▶ [SHORT EXERCISE A]: Rewrite the records from the line holding "# point at: white cloud" through the end of the records, inclusive, keeping the requests. Shift every x and y coordinate in the answers by adding 27 to it, leave the requests and their format samples unchanged, and omit the pictures.

-- READING PASSAGE start --

4. In our opinion and according to the information and explanations given to us, there are no loans and securities granted in respect of which provisions of Section 185 and 186 of the Companies Act, 2013 are applicable. In our opinion and according to the information and explanations given to us, the Company has complied with provisions of section 186 of the Companies Act, 2013 in respect of guarantees given and investments made during the year.

5. In our opinion and according to the information and explanations given to us, the Company has complied with the provisions of sections 73 to 76 or any other relevant provisions of the Companies Act, 2013 and the rules framed there under. According to the information and explanations given to us, in this regard, no order under the aforesaid sections has been passed by the Company Law Board or National Company Law Tribunal or Reserve Bank of India or any Court or any other Tribunal on the Company.

6. We have broadly reviewed the books of account maintained by the Company pursuant to the rules made by the Central Government for the maintenance of cost records under section 148(1) of the Companies Act, 2013 and are of the opinion that prima facie, the prescribed accounts and records have been made and maintained. We have, however, not made a detailed examination of the same.

7.a) According to the information and explanations given to us and records of the Company examined by us, in our opinion, the Company is generally regular in depositing with appropriate authorities undisputed statutory dues relating to provident fund, investor education and protection fund, employees state insurance, income-tax, sales tax, wealth tax, service tax, custom duty, excise duty, cess and other statutory dues, wherever applicable. However, there were delays in the deposit of value added tax, service tax, labour cess and advance tax during the year. Other than for undisputed amount of value added tax of Rs.11.07 lacs and employee state insurance of Rs 0.13 lacs, there are no undisputed amounts payable in respect of these dues which have remained outstanding at 31st March, 2016 for a period of more than six months from the date they became payable. In respect of labour cess, the amount outstanding for a period of more than six months as on 31st March, 2016 has not been quantified.

-- READING PASSAGE end --
-- DATA PROVIDED start --

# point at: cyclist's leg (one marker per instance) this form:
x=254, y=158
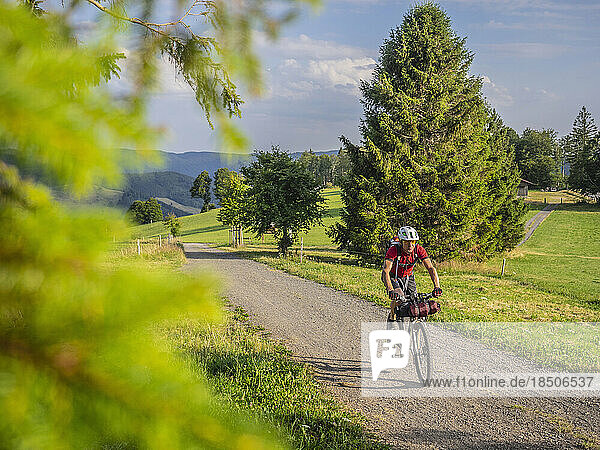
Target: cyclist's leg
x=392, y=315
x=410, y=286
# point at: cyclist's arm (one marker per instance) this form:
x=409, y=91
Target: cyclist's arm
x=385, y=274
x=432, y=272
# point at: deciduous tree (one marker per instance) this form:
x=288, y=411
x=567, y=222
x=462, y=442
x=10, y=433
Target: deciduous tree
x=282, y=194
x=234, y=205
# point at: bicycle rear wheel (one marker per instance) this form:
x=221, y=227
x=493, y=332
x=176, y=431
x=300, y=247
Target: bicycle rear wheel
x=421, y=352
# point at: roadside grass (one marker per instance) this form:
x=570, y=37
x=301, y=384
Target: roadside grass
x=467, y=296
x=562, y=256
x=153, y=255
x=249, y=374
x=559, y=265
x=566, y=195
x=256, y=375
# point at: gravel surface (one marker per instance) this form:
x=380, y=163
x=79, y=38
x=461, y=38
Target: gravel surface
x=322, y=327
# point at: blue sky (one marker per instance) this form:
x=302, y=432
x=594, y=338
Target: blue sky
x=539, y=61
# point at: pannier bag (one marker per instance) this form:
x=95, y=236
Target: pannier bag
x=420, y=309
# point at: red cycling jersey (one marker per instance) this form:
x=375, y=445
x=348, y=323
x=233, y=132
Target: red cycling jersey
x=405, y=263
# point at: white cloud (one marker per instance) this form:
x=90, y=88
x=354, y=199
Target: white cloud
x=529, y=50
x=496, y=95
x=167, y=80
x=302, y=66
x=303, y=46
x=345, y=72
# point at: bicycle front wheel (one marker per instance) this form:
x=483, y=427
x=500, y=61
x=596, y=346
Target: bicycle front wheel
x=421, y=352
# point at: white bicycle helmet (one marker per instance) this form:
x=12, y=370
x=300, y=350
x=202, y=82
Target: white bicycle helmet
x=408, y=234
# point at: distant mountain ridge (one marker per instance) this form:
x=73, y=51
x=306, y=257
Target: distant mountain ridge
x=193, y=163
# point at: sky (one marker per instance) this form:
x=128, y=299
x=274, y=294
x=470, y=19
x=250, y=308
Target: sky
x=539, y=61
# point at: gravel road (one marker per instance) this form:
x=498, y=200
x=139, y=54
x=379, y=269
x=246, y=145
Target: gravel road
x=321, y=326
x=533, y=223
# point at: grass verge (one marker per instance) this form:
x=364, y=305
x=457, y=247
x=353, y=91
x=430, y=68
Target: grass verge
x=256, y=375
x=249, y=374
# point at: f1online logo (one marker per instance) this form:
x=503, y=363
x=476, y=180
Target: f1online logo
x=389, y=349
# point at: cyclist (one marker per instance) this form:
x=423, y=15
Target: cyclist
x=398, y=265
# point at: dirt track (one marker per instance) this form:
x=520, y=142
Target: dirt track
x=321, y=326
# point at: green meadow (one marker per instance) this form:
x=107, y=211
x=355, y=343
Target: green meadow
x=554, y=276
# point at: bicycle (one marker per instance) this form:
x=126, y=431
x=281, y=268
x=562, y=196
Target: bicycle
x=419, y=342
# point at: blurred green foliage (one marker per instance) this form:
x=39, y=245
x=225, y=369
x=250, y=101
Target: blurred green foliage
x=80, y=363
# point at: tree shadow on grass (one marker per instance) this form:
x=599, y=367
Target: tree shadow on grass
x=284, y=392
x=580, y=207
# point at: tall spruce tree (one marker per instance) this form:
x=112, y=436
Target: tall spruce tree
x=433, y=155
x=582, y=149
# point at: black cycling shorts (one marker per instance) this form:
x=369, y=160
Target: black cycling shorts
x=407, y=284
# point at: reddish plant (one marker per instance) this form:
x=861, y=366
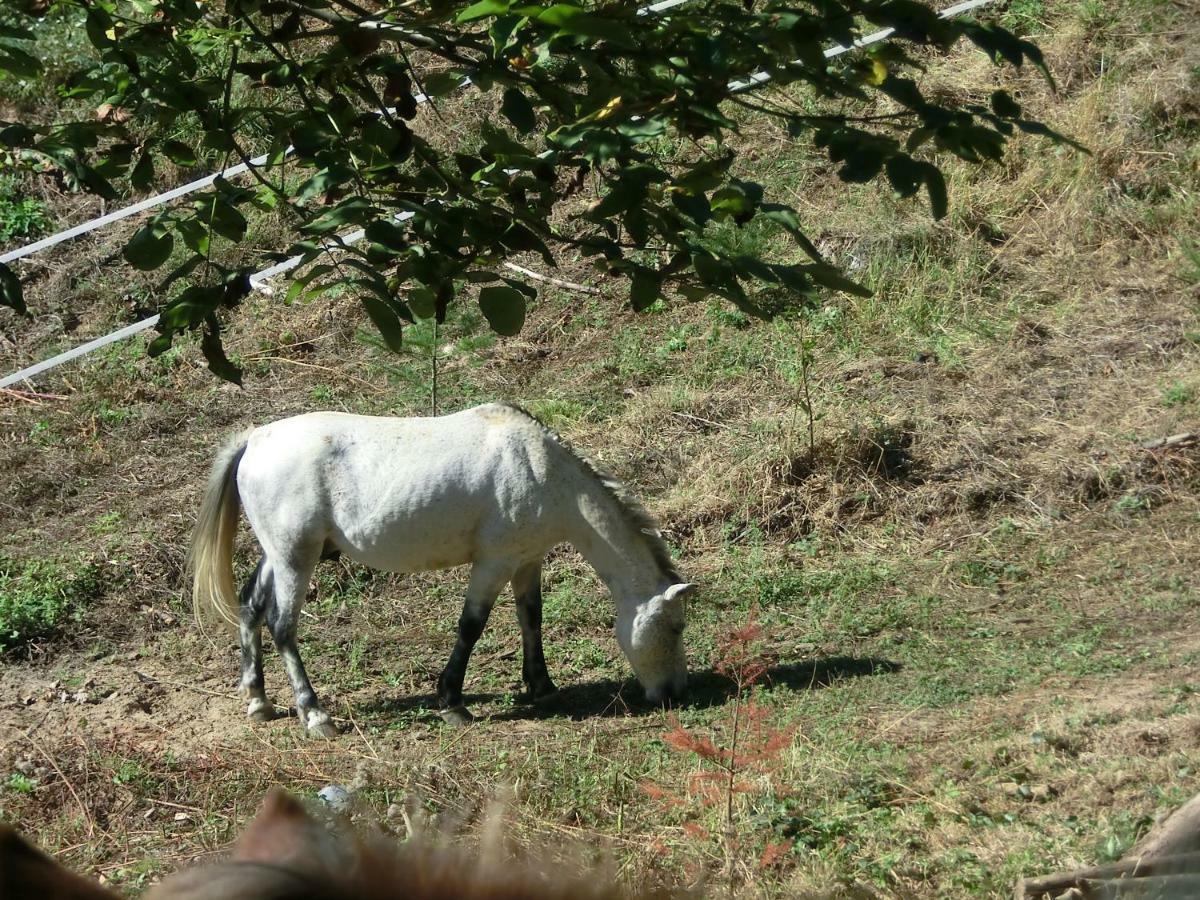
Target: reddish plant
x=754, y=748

-- DATA PROVIDED end --

▶ [SHORT EXERCISE B]: In the audit report excerpt, how much undisputed value added tax was still outstanding at 31st March, 2016 for more than six months after it became payable?

▶ [FINISHED ANSWER A]:
# point at: white cloud (one marker per instance) this form:
x=90, y=88
x=354, y=199
Target: white cloud
x=556, y=77
x=523, y=122
x=194, y=107
x=329, y=93
x=330, y=73
x=372, y=99
# point at: bicycle front wheel (one marker per instance) this form:
x=483, y=427
x=500, y=61
x=596, y=346
Target: bicycle front wheel
x=448, y=379
# point at: white bicycle helmet (one marker per instance) this form:
x=12, y=370
x=300, y=350
x=202, y=82
Target: white bicycle helmet
x=435, y=261
# point at: distant mountain ridge (one marker per instance) this form:
x=73, y=51
x=306, y=257
Target: distant mountain ridge
x=220, y=190
# point at: sky (one marker per instance) this form:
x=128, y=299
x=274, y=294
x=470, y=19
x=250, y=308
Target: sky
x=566, y=88
# point at: gravel road (one marker per instance) this form:
x=498, y=200
x=139, y=54
x=379, y=269
x=246, y=145
Target: gravel road
x=348, y=353
x=560, y=250
# point at: grass verge (one marker per instance) this form:
x=364, y=305
x=457, y=247
x=353, y=91
x=430, y=68
Target: grass verge
x=283, y=402
x=276, y=401
# point at: f1online logo (one marker per instance) this form:
x=503, y=363
x=476, y=180
Target: f1online logo
x=416, y=376
# point at: cyclist (one marker per instance) this form:
x=423, y=15
Target: cyclist
x=425, y=292
# point at: dirt track (one marker per instance) this form:
x=520, y=142
Target: dirt track
x=348, y=353
# point at: green meadow (one marker per instance) this form:
x=107, y=211
x=355, y=343
Target: green meadow
x=581, y=303
# point at: bicycle (one marker per instance) this form:
x=126, y=431
x=281, y=268
x=562, y=196
Target: bicycle
x=446, y=369
# point at: blurred green foliage (one marker per instance) this form:
x=39, y=245
x=225, y=369
x=250, y=101
Target: blurred green foliage
x=107, y=390
# point at: tree shadow on grass (one marker per instance) this form:
x=599, y=367
Target: tree shadow on grass
x=311, y=419
x=607, y=234
# point at: tall spruce tree (one marker per instance) this form:
x=112, y=436
Target: tall spruce tree
x=460, y=182
x=609, y=176
# point at: black cycling shorts (one marker per instance) this form:
x=369, y=160
Target: black cycling shorts
x=434, y=311
# point at: reddish plant (one marker per instance) this form:
x=861, y=366
Target: reddish plant
x=781, y=775

▶ [FINISHED ANSWER B]: Rs.11.07 lacs